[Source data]

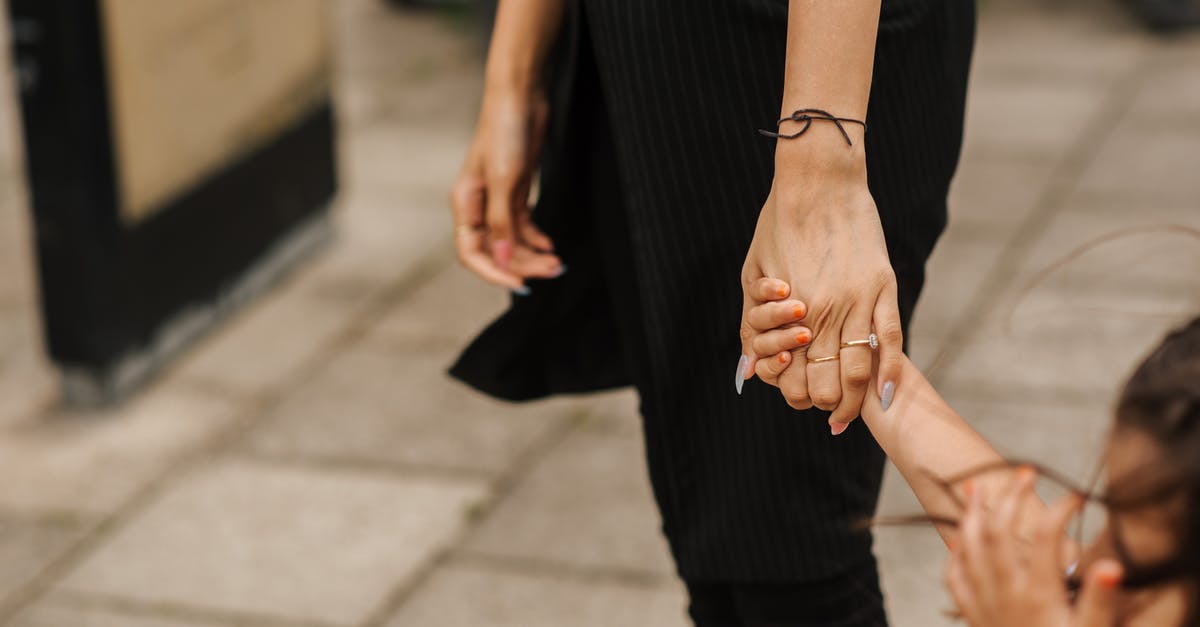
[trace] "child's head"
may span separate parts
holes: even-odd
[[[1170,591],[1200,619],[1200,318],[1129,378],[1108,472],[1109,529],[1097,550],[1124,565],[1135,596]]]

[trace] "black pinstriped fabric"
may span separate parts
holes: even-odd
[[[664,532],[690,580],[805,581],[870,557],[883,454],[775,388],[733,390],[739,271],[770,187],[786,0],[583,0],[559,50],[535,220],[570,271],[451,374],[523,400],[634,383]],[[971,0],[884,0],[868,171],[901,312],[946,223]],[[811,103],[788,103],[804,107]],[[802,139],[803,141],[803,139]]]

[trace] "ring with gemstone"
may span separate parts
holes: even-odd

==

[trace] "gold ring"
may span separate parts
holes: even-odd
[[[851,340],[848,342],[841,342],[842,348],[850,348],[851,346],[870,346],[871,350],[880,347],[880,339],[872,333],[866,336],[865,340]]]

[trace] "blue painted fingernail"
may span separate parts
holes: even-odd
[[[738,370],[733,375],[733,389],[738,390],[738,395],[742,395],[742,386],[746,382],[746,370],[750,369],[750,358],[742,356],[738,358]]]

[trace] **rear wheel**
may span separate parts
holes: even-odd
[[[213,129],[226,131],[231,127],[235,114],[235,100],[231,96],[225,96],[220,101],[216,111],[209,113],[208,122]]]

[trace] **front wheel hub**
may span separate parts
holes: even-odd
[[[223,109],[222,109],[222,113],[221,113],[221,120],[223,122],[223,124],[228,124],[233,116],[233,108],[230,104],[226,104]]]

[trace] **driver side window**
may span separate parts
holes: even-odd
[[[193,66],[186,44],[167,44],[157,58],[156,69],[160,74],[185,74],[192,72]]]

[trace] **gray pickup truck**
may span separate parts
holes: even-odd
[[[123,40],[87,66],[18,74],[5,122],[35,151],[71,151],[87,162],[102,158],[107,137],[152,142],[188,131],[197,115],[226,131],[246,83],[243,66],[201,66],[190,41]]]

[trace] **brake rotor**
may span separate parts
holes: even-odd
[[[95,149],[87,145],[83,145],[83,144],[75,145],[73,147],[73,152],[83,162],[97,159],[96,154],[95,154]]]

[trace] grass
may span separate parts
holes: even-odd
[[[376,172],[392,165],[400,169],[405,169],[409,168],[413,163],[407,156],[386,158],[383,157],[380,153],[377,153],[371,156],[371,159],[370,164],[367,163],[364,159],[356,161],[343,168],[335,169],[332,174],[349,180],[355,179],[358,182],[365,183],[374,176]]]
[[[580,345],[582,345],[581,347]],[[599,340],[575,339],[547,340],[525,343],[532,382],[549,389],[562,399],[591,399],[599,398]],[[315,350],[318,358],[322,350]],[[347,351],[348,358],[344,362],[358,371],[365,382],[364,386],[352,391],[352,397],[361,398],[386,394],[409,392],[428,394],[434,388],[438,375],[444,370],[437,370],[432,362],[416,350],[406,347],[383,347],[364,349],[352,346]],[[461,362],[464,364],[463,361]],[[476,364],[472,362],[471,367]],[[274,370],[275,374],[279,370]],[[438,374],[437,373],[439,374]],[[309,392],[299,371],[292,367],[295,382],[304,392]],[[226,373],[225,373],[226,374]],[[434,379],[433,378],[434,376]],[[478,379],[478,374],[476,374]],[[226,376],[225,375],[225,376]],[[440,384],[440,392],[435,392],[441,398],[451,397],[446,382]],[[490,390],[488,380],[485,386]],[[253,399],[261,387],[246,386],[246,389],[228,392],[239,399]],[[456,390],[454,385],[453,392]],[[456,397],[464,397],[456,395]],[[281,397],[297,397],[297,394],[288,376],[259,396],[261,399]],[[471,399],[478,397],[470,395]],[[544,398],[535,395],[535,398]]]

GIVEN INSTRUCTION — Copy out each line of the records above that contains the string "trace", matching case exactly.

REPLY —
[trace] "child's head"
[trace] "black pinstriped fabric"
[trace] "ring with gemstone"
[trace] "gold ring"
[trace] "blue painted fingernail"
[trace] **rear wheel**
[trace] **front wheel hub**
[trace] **driver side window**
[trace] **gray pickup truck**
[trace] **brake rotor**
[trace] grass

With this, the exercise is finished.